Rewrite the stretch of records from the line containing "target | white pillow" through the end of the records, swapping "table lamp" for "bedside lamp" and keeping everything else the same.

** Begin DATA TO USE **

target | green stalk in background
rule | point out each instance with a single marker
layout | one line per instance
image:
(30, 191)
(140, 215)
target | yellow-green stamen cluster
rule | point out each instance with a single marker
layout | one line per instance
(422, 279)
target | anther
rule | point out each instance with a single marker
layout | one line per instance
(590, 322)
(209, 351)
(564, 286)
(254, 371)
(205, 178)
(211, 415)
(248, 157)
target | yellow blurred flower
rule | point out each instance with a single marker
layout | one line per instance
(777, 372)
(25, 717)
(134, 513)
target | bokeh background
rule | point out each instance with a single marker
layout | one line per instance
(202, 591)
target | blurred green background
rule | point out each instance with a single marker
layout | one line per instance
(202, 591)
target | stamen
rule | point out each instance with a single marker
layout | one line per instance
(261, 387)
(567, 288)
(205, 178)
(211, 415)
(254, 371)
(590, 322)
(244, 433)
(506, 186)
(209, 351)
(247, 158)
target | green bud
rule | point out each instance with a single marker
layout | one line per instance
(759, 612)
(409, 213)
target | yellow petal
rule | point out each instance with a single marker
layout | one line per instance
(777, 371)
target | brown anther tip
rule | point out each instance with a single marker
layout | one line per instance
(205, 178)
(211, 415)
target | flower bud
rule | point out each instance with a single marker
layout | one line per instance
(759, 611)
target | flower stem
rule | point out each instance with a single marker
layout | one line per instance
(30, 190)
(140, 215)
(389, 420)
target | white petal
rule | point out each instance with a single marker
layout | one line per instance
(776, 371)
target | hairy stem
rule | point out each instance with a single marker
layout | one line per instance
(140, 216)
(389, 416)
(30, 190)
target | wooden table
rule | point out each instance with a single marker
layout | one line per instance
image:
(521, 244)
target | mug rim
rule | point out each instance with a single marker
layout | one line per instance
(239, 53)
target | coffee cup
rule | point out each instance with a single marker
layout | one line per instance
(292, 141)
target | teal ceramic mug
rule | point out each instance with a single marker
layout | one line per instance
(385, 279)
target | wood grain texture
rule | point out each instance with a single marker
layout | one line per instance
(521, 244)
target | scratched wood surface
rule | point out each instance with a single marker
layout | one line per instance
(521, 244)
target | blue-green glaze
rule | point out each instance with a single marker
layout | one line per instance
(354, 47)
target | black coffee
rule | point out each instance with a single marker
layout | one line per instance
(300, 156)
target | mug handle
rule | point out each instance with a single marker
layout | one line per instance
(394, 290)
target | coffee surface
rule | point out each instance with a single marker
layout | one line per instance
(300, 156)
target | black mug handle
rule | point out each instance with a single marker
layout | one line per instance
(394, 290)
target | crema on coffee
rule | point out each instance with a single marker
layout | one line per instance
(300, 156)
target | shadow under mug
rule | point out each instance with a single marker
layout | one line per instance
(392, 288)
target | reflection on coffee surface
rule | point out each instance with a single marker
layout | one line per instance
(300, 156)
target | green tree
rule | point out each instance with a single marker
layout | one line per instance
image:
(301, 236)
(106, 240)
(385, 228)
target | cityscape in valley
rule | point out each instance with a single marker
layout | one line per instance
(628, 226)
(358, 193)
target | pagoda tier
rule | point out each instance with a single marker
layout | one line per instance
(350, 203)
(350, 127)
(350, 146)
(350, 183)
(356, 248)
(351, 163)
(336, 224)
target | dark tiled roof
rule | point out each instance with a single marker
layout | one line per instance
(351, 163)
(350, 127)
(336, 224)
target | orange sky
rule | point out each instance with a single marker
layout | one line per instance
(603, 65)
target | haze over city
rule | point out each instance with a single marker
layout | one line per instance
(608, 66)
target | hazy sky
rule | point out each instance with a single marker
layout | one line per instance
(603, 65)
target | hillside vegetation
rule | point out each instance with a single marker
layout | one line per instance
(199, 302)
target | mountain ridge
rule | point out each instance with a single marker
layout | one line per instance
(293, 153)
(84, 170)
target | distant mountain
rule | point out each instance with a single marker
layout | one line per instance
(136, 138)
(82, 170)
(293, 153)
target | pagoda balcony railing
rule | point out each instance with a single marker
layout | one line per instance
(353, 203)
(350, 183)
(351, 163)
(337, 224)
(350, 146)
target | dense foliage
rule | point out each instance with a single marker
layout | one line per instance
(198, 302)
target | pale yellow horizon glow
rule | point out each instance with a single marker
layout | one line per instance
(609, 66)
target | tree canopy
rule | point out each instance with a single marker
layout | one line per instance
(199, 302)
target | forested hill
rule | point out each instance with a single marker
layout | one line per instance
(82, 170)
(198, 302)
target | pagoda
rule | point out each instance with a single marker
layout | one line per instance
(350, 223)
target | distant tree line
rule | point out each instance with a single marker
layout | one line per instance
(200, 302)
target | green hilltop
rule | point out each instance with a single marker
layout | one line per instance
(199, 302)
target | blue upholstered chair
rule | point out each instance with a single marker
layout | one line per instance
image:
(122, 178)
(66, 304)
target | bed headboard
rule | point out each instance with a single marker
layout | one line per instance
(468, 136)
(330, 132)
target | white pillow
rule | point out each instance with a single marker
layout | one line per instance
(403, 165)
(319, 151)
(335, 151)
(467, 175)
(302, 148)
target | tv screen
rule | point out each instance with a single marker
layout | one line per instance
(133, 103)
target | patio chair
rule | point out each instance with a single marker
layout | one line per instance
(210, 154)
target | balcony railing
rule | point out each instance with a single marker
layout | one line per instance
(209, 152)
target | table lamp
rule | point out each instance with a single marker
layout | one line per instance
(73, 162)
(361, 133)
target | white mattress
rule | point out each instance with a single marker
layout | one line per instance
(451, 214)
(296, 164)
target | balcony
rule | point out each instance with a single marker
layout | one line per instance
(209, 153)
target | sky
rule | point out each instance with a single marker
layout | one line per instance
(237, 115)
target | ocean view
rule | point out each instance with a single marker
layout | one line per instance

** End DATA TO USE **

— TASK OUTPUT —
target | white pillow
rule | point out each instance with a single marker
layout | one line per instance
(403, 165)
(319, 151)
(335, 151)
(467, 175)
(302, 148)
target | tv screen
rule | point out each instance with a single marker
layout | one line per instance
(133, 103)
target | patio chair
rule | point out each instance with a single marker
layout | one line per instance
(210, 154)
target | balcony railing
rule | point out each instance with a single marker
layout | one line per instance
(209, 152)
target | bedside lamp
rule | point out each instance with a single marker
layout | one line per instance
(73, 162)
(361, 133)
target | white mattress
rule | point out each instance with a single marker
layout | one line per instance
(451, 214)
(296, 164)
target | balcony
rule | point out each instance with a single marker
layout | one line per instance
(209, 153)
target | sky
rule | point out each instance with a single marker
layout | one line per instance
(237, 115)
target | ocean view
rule | point out each instance with a single marker
layout | one line per instance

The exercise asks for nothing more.